Stored data
● ● ● ● ●
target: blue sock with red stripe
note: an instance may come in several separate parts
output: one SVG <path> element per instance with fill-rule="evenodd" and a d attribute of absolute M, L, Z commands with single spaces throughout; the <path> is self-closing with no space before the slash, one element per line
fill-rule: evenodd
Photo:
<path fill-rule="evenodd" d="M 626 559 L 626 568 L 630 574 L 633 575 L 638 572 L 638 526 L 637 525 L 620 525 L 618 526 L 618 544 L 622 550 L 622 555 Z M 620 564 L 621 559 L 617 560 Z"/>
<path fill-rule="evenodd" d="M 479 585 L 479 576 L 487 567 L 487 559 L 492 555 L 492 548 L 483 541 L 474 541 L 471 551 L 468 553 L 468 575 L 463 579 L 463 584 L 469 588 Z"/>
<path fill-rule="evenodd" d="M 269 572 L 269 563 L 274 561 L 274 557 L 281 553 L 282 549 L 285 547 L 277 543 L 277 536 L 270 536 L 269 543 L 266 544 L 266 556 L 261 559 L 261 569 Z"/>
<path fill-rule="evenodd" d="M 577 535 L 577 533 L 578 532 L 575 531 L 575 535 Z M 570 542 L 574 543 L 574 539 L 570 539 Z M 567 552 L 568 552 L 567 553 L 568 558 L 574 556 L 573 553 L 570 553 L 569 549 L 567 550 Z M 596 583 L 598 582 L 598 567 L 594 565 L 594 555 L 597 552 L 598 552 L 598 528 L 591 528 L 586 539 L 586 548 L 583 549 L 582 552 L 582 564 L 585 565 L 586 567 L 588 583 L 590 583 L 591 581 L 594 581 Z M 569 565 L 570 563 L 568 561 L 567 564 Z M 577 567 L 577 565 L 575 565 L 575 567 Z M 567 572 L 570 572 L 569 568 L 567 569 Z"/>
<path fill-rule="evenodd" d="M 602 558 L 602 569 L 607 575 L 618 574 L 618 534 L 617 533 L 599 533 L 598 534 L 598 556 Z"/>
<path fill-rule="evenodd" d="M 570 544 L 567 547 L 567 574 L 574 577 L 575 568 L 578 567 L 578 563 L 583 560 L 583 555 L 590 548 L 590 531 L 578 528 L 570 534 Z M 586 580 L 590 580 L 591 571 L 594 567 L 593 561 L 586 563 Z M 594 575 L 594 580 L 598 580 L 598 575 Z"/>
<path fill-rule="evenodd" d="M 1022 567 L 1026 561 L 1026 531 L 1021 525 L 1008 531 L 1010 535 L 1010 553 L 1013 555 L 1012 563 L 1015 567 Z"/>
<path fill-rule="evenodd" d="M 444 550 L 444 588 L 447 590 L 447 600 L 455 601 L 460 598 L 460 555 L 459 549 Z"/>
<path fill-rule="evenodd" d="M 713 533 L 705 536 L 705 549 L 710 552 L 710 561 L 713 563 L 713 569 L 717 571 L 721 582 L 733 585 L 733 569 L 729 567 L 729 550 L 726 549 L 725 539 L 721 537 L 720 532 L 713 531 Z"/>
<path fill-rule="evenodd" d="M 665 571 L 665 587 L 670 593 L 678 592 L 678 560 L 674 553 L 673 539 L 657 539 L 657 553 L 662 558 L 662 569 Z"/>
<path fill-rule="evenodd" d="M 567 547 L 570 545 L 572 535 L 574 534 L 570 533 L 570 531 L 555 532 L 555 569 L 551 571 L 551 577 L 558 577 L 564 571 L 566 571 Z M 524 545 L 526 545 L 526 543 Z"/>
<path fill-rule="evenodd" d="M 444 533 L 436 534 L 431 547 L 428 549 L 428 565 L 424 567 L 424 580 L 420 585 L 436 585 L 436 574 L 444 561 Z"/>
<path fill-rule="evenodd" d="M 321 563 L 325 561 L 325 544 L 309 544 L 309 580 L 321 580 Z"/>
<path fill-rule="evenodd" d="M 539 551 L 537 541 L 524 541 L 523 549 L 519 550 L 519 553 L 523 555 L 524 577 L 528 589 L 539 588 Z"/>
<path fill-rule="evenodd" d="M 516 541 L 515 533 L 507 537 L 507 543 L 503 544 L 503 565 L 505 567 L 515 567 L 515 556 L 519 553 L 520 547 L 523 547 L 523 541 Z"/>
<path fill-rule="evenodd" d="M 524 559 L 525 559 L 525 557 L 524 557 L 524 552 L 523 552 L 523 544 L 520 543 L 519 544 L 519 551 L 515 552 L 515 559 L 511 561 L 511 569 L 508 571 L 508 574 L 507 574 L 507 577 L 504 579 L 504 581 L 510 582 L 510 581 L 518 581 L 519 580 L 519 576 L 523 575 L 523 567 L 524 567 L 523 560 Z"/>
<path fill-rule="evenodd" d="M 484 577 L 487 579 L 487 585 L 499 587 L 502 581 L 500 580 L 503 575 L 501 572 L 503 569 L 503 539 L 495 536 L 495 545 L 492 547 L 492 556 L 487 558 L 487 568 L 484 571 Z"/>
● ● ● ● ●
Arrange every line of the listing as a JSON list of strings, with one string per line and no blank lines.

[
  "target: blue sock with red stripe",
  "note: an instance may come in several separate parts",
  "output: one SVG <path> element per instance with fill-rule=\"evenodd\" and a d attribute of absolute M, L, Z commands with single spaces throughout; the <path> is self-closing with no space before the slash, one element per line",
  "fill-rule: evenodd",
  "Photo:",
  "<path fill-rule=\"evenodd\" d=\"M 626 559 L 626 568 L 630 574 L 633 575 L 638 572 L 638 526 L 637 525 L 620 525 L 618 526 L 618 544 L 622 550 L 622 555 Z M 620 564 L 621 559 L 617 560 Z\"/>",
  "<path fill-rule=\"evenodd\" d=\"M 479 585 L 479 576 L 487 567 L 487 559 L 492 555 L 492 548 L 483 541 L 474 541 L 471 551 L 468 553 L 468 575 L 463 579 L 463 584 L 469 588 Z\"/>",
  "<path fill-rule=\"evenodd\" d=\"M 269 572 L 269 563 L 274 561 L 274 557 L 281 553 L 282 549 L 285 547 L 277 543 L 277 536 L 270 536 L 269 543 L 266 544 L 266 556 L 261 559 L 261 569 Z\"/>",
  "<path fill-rule=\"evenodd\" d=\"M 577 535 L 577 533 L 578 532 L 575 531 L 575 535 Z M 570 542 L 574 543 L 574 539 L 570 539 Z M 567 552 L 568 552 L 567 553 L 568 558 L 574 556 L 573 553 L 570 553 L 569 549 L 567 550 Z M 596 583 L 598 582 L 598 567 L 594 565 L 594 555 L 597 552 L 598 552 L 598 528 L 591 528 L 586 539 L 586 548 L 583 549 L 582 552 L 582 564 L 585 565 L 586 567 L 588 583 L 590 583 L 591 581 L 594 581 Z M 569 565 L 570 563 L 568 561 L 567 564 Z M 577 567 L 577 565 L 575 565 L 575 567 Z M 567 572 L 570 572 L 569 568 L 567 569 Z\"/>",
  "<path fill-rule=\"evenodd\" d=\"M 602 558 L 602 569 L 607 575 L 618 574 L 618 534 L 617 533 L 599 533 L 598 534 L 598 556 Z\"/>",
  "<path fill-rule=\"evenodd\" d=\"M 570 544 L 567 547 L 567 574 L 574 577 L 575 568 L 578 567 L 578 563 L 583 560 L 583 555 L 590 548 L 590 531 L 578 528 L 570 534 Z M 586 580 L 590 580 L 591 571 L 594 567 L 593 561 L 586 563 Z M 594 575 L 594 580 L 598 580 L 598 575 Z\"/>",
  "<path fill-rule=\"evenodd\" d=\"M 1022 567 L 1026 561 L 1026 531 L 1021 525 L 1008 531 L 1010 535 L 1010 553 L 1013 555 L 1012 563 L 1015 567 Z\"/>",
  "<path fill-rule=\"evenodd\" d=\"M 444 550 L 444 588 L 447 590 L 447 600 L 455 601 L 460 598 L 460 555 L 459 549 Z\"/>",
  "<path fill-rule=\"evenodd\" d=\"M 713 533 L 705 536 L 705 549 L 710 552 L 710 561 L 713 563 L 713 569 L 717 571 L 721 582 L 733 585 L 733 569 L 729 567 L 729 550 L 726 549 L 725 539 L 721 537 L 720 532 L 713 531 Z\"/>",
  "<path fill-rule=\"evenodd\" d=\"M 665 571 L 665 587 L 670 593 L 678 592 L 678 560 L 674 553 L 673 539 L 657 539 L 657 553 L 662 558 L 662 569 Z\"/>",
  "<path fill-rule=\"evenodd\" d=\"M 567 547 L 570 545 L 572 535 L 574 534 L 570 533 L 570 531 L 555 532 L 555 569 L 551 571 L 551 577 L 558 577 L 564 571 L 566 571 Z M 524 545 L 526 545 L 526 543 Z\"/>",
  "<path fill-rule=\"evenodd\" d=\"M 444 533 L 436 534 L 431 547 L 428 549 L 428 565 L 424 567 L 424 580 L 420 585 L 436 585 L 436 574 L 444 561 Z\"/>",
  "<path fill-rule=\"evenodd\" d=\"M 321 563 L 325 561 L 325 544 L 309 544 L 309 580 L 321 580 Z\"/>",
  "<path fill-rule=\"evenodd\" d=\"M 539 551 L 537 541 L 524 541 L 523 549 L 519 550 L 519 553 L 523 555 L 524 577 L 528 589 L 539 588 Z\"/>",
  "<path fill-rule=\"evenodd\" d=\"M 516 541 L 515 533 L 507 537 L 507 543 L 503 544 L 503 565 L 505 567 L 515 567 L 515 556 L 519 553 L 520 547 L 523 547 L 523 541 Z\"/>",
  "<path fill-rule=\"evenodd\" d=\"M 524 559 L 525 559 L 525 557 L 524 557 L 524 552 L 523 552 L 523 544 L 520 543 L 519 544 L 519 551 L 515 552 L 515 559 L 511 561 L 511 569 L 508 571 L 508 574 L 507 574 L 507 577 L 504 579 L 504 581 L 510 582 L 510 581 L 518 581 L 519 580 L 519 576 L 523 575 L 523 567 L 524 567 L 523 560 Z\"/>",
  "<path fill-rule=\"evenodd\" d=\"M 484 577 L 487 579 L 487 585 L 499 587 L 502 581 L 500 580 L 503 575 L 501 572 L 503 569 L 503 539 L 495 536 L 495 545 L 492 547 L 492 556 L 487 558 L 487 568 L 484 571 Z\"/>"
]